═══ Material for this exercise

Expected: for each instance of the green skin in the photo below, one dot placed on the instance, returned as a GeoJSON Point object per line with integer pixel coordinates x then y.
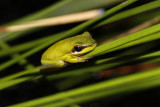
{"type": "Point", "coordinates": [62, 52]}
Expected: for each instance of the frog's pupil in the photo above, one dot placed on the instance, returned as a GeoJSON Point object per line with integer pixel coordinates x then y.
{"type": "Point", "coordinates": [77, 48]}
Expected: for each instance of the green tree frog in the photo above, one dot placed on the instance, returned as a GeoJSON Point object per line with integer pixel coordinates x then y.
{"type": "Point", "coordinates": [70, 50]}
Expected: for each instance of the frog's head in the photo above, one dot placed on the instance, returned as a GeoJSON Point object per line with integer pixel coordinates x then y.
{"type": "Point", "coordinates": [83, 43]}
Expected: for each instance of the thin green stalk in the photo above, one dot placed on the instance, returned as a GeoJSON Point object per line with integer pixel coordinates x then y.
{"type": "Point", "coordinates": [25, 46]}
{"type": "Point", "coordinates": [130, 12]}
{"type": "Point", "coordinates": [116, 17]}
{"type": "Point", "coordinates": [16, 75]}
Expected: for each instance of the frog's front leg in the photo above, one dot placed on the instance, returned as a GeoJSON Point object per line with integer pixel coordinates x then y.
{"type": "Point", "coordinates": [74, 59]}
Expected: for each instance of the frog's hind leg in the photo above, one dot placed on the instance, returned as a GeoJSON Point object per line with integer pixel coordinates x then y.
{"type": "Point", "coordinates": [49, 65]}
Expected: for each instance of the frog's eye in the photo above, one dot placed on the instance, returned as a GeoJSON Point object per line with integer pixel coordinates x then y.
{"type": "Point", "coordinates": [77, 48]}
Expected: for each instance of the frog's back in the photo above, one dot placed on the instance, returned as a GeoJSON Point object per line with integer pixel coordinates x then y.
{"type": "Point", "coordinates": [56, 51]}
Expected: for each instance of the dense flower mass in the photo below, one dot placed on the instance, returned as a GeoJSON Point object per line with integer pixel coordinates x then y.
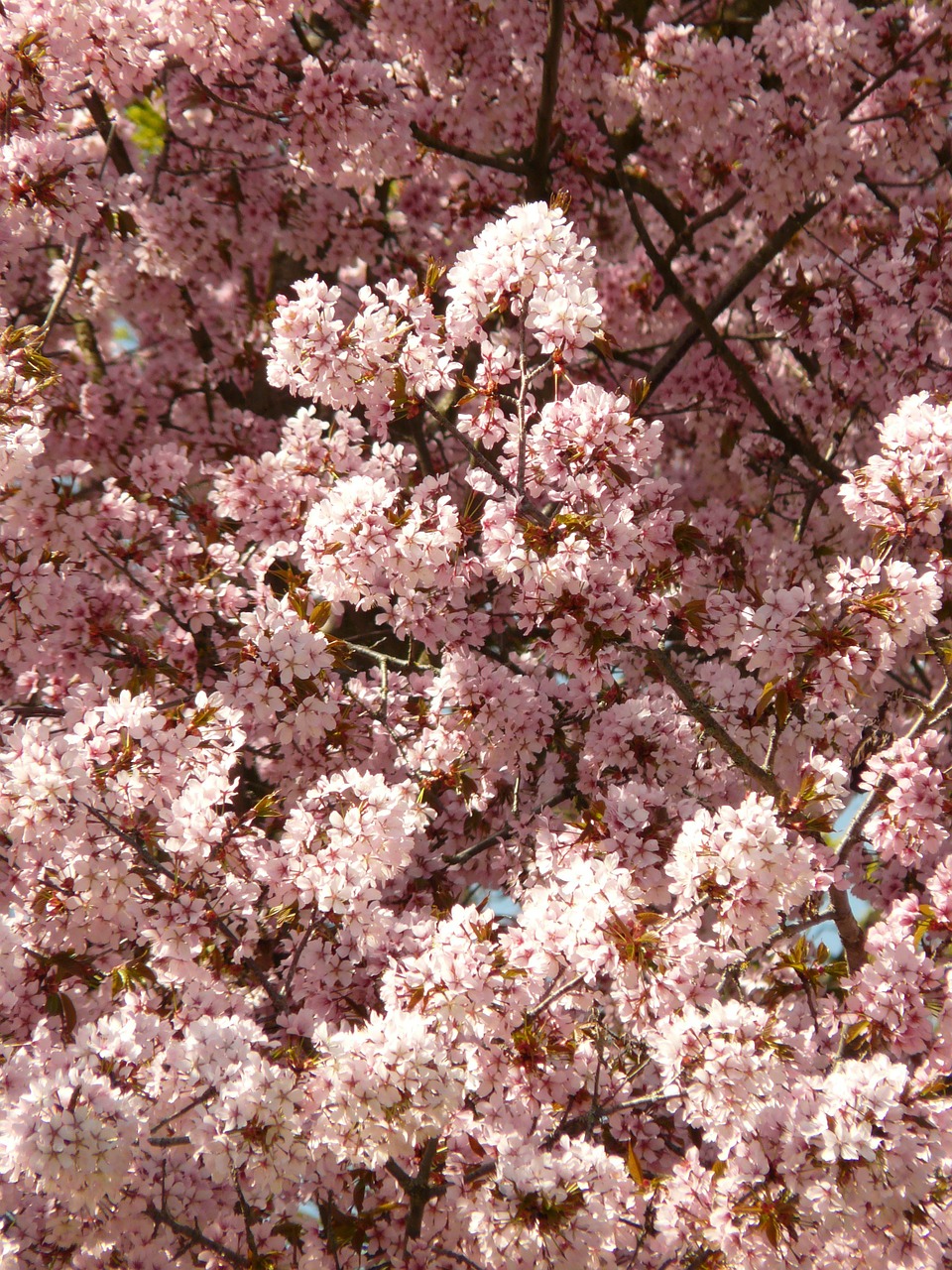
{"type": "Point", "coordinates": [475, 635]}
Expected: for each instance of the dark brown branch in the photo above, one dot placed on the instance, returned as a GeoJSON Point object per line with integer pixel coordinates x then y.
{"type": "Point", "coordinates": [742, 280]}
{"type": "Point", "coordinates": [884, 76]}
{"type": "Point", "coordinates": [522, 503]}
{"type": "Point", "coordinates": [114, 145]}
{"type": "Point", "coordinates": [742, 375]}
{"type": "Point", "coordinates": [162, 1216]}
{"type": "Point", "coordinates": [537, 167]}
{"type": "Point", "coordinates": [417, 1189]}
{"type": "Point", "coordinates": [499, 163]}
{"type": "Point", "coordinates": [698, 710]}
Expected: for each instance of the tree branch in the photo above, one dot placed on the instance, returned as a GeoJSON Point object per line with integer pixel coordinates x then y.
{"type": "Point", "coordinates": [698, 710]}
{"type": "Point", "coordinates": [806, 449]}
{"type": "Point", "coordinates": [742, 280]}
{"type": "Point", "coordinates": [162, 1216]}
{"type": "Point", "coordinates": [537, 166]}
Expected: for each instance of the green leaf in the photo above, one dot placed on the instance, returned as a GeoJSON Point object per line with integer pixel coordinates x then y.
{"type": "Point", "coordinates": [150, 126]}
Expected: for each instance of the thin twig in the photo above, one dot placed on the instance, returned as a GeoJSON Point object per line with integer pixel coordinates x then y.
{"type": "Point", "coordinates": [806, 449]}
{"type": "Point", "coordinates": [696, 706]}
{"type": "Point", "coordinates": [537, 167]}
{"type": "Point", "coordinates": [742, 280]}
{"type": "Point", "coordinates": [162, 1216]}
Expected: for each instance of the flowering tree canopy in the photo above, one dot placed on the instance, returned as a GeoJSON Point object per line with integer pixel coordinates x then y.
{"type": "Point", "coordinates": [488, 445]}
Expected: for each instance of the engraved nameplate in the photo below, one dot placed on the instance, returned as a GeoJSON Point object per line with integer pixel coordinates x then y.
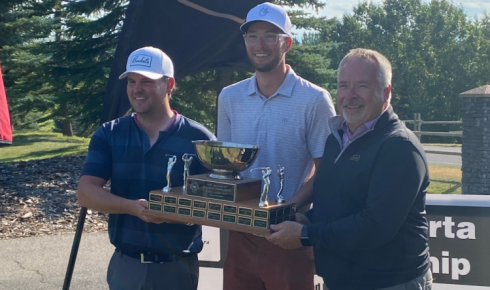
{"type": "Point", "coordinates": [229, 209]}
{"type": "Point", "coordinates": [260, 223]}
{"type": "Point", "coordinates": [169, 208]}
{"type": "Point", "coordinates": [155, 206]}
{"type": "Point", "coordinates": [156, 197]}
{"type": "Point", "coordinates": [214, 216]}
{"type": "Point", "coordinates": [184, 211]}
{"type": "Point", "coordinates": [199, 204]}
{"type": "Point", "coordinates": [214, 190]}
{"type": "Point", "coordinates": [244, 221]}
{"type": "Point", "coordinates": [214, 206]}
{"type": "Point", "coordinates": [228, 218]}
{"type": "Point", "coordinates": [170, 199]}
{"type": "Point", "coordinates": [245, 211]}
{"type": "Point", "coordinates": [261, 214]}
{"type": "Point", "coordinates": [199, 213]}
{"type": "Point", "coordinates": [185, 202]}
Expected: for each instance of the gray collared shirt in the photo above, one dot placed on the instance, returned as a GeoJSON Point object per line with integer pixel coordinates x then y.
{"type": "Point", "coordinates": [290, 126]}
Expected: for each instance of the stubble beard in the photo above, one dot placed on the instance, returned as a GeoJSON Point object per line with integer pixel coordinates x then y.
{"type": "Point", "coordinates": [266, 67]}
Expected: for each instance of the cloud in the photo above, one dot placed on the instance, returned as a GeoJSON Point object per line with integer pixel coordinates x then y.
{"type": "Point", "coordinates": [335, 8]}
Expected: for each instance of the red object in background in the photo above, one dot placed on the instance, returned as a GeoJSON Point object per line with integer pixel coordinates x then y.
{"type": "Point", "coordinates": [5, 129]}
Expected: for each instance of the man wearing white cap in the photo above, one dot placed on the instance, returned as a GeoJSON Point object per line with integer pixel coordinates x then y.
{"type": "Point", "coordinates": [132, 152]}
{"type": "Point", "coordinates": [287, 117]}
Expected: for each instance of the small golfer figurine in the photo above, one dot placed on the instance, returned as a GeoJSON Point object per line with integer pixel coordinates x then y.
{"type": "Point", "coordinates": [265, 188]}
{"type": "Point", "coordinates": [187, 158]}
{"type": "Point", "coordinates": [280, 198]}
{"type": "Point", "coordinates": [171, 162]}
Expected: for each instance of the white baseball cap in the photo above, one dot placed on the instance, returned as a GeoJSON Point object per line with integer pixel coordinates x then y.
{"type": "Point", "coordinates": [271, 13]}
{"type": "Point", "coordinates": [150, 62]}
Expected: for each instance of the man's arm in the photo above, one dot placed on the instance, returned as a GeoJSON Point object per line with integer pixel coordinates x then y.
{"type": "Point", "coordinates": [304, 197]}
{"type": "Point", "coordinates": [224, 124]}
{"type": "Point", "coordinates": [398, 176]}
{"type": "Point", "coordinates": [391, 194]}
{"type": "Point", "coordinates": [91, 194]}
{"type": "Point", "coordinates": [317, 133]}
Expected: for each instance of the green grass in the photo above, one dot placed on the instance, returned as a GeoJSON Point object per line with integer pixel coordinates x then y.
{"type": "Point", "coordinates": [442, 144]}
{"type": "Point", "coordinates": [40, 145]}
{"type": "Point", "coordinates": [445, 179]}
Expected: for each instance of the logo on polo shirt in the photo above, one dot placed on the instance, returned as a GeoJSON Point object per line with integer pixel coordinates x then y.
{"type": "Point", "coordinates": [355, 157]}
{"type": "Point", "coordinates": [141, 60]}
{"type": "Point", "coordinates": [263, 11]}
{"type": "Point", "coordinates": [194, 187]}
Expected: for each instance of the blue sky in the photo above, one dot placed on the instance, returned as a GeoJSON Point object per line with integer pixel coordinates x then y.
{"type": "Point", "coordinates": [338, 8]}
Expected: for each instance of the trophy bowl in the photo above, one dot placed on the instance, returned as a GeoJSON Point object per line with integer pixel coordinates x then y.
{"type": "Point", "coordinates": [225, 159]}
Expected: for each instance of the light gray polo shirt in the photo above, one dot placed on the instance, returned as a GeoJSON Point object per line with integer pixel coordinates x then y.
{"type": "Point", "coordinates": [290, 127]}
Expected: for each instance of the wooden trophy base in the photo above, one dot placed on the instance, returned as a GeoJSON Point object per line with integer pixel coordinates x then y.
{"type": "Point", "coordinates": [245, 216]}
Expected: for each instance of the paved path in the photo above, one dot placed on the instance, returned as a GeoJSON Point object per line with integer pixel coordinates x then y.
{"type": "Point", "coordinates": [39, 263]}
{"type": "Point", "coordinates": [441, 159]}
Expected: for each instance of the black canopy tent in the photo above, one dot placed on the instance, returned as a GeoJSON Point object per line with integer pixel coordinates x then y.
{"type": "Point", "coordinates": [197, 35]}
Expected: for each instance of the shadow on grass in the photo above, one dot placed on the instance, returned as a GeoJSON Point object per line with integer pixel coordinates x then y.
{"type": "Point", "coordinates": [29, 139]}
{"type": "Point", "coordinates": [70, 150]}
{"type": "Point", "coordinates": [452, 189]}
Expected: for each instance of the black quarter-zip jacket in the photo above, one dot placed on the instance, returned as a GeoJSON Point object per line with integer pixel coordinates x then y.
{"type": "Point", "coordinates": [368, 226]}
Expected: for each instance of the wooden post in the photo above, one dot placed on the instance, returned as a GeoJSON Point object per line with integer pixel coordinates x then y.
{"type": "Point", "coordinates": [417, 124]}
{"type": "Point", "coordinates": [476, 140]}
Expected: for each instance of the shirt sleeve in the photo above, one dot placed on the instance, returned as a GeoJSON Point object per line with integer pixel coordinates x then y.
{"type": "Point", "coordinates": [398, 177]}
{"type": "Point", "coordinates": [224, 122]}
{"type": "Point", "coordinates": [318, 129]}
{"type": "Point", "coordinates": [99, 158]}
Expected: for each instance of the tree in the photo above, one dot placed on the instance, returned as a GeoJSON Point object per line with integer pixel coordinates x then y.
{"type": "Point", "coordinates": [435, 50]}
{"type": "Point", "coordinates": [23, 24]}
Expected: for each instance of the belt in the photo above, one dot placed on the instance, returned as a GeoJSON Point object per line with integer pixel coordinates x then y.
{"type": "Point", "coordinates": [148, 257]}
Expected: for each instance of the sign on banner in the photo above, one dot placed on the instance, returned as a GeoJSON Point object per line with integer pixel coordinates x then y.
{"type": "Point", "coordinates": [211, 250]}
{"type": "Point", "coordinates": [459, 239]}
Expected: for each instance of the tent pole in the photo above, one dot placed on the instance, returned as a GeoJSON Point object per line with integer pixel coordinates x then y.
{"type": "Point", "coordinates": [74, 248]}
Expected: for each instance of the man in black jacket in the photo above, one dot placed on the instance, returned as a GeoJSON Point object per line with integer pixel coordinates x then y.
{"type": "Point", "coordinates": [368, 228]}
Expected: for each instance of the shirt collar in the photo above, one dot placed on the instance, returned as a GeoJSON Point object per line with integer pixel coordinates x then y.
{"type": "Point", "coordinates": [338, 122]}
{"type": "Point", "coordinates": [286, 89]}
{"type": "Point", "coordinates": [176, 115]}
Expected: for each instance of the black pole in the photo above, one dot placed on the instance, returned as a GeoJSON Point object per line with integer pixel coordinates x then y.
{"type": "Point", "coordinates": [74, 248]}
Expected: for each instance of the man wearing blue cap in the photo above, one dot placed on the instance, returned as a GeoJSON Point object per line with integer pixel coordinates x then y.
{"type": "Point", "coordinates": [132, 152]}
{"type": "Point", "coordinates": [287, 117]}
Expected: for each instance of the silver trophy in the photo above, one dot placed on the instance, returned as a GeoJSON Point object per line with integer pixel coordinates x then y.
{"type": "Point", "coordinates": [280, 198]}
{"type": "Point", "coordinates": [225, 160]}
{"type": "Point", "coordinates": [265, 187]}
{"type": "Point", "coordinates": [187, 158]}
{"type": "Point", "coordinates": [171, 162]}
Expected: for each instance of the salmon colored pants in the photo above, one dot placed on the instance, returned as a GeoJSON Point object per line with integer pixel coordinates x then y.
{"type": "Point", "coordinates": [253, 263]}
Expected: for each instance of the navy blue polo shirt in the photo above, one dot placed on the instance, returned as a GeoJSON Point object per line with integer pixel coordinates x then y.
{"type": "Point", "coordinates": [120, 151]}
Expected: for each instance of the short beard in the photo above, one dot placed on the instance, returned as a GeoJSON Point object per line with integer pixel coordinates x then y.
{"type": "Point", "coordinates": [267, 67]}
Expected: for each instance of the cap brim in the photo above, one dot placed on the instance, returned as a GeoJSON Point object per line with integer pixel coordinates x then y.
{"type": "Point", "coordinates": [151, 75]}
{"type": "Point", "coordinates": [244, 27]}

══════

* _Short task_: Quote the records above from the line holding "Expected: for each instance of the navy" through the last line of the records, inclusive, reproducing each line word for word.

* _Reply to the task_:
Expected: for each instance of the navy blue polo shirt in the photo above, one dot placed on the instance, returned as a GeoJSON Point object per line with integer pixel coordinates x then y.
{"type": "Point", "coordinates": [120, 151]}
Expected: for each instance of the short beard in the photo above, one dot placed on the instance, returned as a GeoJSON Point object per line with integer pixel coordinates x then y.
{"type": "Point", "coordinates": [267, 67]}
Expected: for each instance of the cap brim in the photo above, one dot placed on the instance, returned as a GeoJSON Point object per line with integer pixel coordinates x then y.
{"type": "Point", "coordinates": [151, 75]}
{"type": "Point", "coordinates": [244, 27]}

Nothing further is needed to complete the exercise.